Your objective. Make an exact copy of the listing below.

Records for the task.
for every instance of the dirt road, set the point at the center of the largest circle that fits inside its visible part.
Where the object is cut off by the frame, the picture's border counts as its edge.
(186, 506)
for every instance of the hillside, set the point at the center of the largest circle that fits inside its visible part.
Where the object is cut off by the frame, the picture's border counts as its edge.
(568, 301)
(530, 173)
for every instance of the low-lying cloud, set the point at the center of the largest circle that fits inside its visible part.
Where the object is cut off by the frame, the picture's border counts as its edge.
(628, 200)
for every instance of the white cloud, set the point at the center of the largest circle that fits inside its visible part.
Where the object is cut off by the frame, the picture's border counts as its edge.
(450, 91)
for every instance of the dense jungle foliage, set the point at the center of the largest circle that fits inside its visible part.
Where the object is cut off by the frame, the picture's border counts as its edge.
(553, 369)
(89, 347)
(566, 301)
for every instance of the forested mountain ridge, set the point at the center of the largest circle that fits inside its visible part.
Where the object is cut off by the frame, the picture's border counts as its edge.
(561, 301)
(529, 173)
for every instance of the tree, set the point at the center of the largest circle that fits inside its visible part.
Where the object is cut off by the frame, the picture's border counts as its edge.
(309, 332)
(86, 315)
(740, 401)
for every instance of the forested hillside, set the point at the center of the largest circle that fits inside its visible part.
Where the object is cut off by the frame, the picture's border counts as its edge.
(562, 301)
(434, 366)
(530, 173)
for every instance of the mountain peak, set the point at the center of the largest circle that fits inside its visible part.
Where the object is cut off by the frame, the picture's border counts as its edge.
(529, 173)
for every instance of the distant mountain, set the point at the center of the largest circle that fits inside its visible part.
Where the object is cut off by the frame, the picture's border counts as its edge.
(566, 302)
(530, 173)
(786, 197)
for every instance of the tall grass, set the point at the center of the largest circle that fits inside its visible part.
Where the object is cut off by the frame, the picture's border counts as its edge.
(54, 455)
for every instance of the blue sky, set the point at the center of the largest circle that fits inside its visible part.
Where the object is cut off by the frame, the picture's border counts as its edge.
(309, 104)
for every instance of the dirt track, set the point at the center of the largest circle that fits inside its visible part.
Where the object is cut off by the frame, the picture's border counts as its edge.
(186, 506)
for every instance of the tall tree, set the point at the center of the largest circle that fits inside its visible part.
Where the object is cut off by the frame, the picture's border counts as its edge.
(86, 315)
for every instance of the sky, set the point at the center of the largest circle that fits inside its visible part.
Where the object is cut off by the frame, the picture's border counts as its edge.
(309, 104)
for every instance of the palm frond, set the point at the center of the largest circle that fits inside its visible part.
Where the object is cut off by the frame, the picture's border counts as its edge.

Result.
for every instance of the dirt road, set the point at the center of the largest circle that fits inside its visible part.
Where the object is cut off by the frame, the picture's border counts as its edge.
(186, 506)
for every instance of the hillside, set the point at the center of the largest circle that fits inside its visible part.
Where the object is cut off by the frame, the picture's border counts as its edge.
(568, 301)
(530, 173)
for every instance of the low-lying cloud, set the point at the center of the largest circle that fits inside its visible part.
Where the object is cut off by the frame, the picture's border counts as its edge.
(628, 200)
for every instance of the white cloud, set the point at the center of the largest circle that fits inside its visible part.
Where the object is cut off by the frame, the picture's border counts as its edge.
(450, 91)
for every instance of the dense jungle foliage, set the point at the center of the largest circle that fits inside its visible part.
Where the object is cut off by the frame, the picture's border counts as its edge.
(553, 369)
(89, 347)
(566, 301)
for every instance of the forested mountain ridge, set the point at the center of the largest circle that fits inside its visible part.
Where the object is cut off by the frame, the picture's border counts as its edge.
(561, 301)
(529, 173)
for every instance of the tree, set the point at the center of the largest circle that fits inside its visible part.
Where the object is cut off by the frame, the picture's border counts as its edge.
(309, 332)
(86, 315)
(740, 401)
for every instance of the forested hillside, set the point at the center of the largest circle that fits inside its visible part.
Where the object is cut off by the frame, the picture's border counts as its edge.
(562, 301)
(434, 366)
(530, 173)
for every instance of the mountain peak, set the point at the center of the largest circle that fits inside its visible part.
Where the object is cut off by the frame, the picture's border counts as its edge.
(529, 173)
for every instance of the distant mountain, set the point at the center of the largest circle that fits inside its visible part.
Where the object is cut off by the frame, the picture's border counts as its edge.
(566, 302)
(530, 173)
(786, 197)
for every instance of the tall grass, set the point at the center of the largest circle that fits inside its visible part.
Where the object is cut off by the frame, the picture's border counts as its edge.
(54, 455)
for every instance of the blue sky, set the point at the center of the largest circle that fits inside its visible part.
Where the object is cut off by the frame, the picture's border counts as its edge.
(309, 104)
for every instance of the dirt track, set the point at the center of the largest circle that fits inside its visible part.
Where the object is cut off by the frame, the picture's border counts as its edge.
(186, 506)
for every instance of the tall tree, set the point at the center of the largest circle that fits inside its visible part.
Where the object is cut off by the frame, the picture's border counts as its edge.
(86, 315)
for every instance of the sky, set the point at the center of the largest circle that fits inside its visible part.
Where the object is cut off by the frame, the picture's border counts as its edge.
(309, 104)
for every instance of the palm frond, set the point at the center of the largest circle that fits inside its visible part.
Where the object is cut off by the frame, the picture's border counts as its edge.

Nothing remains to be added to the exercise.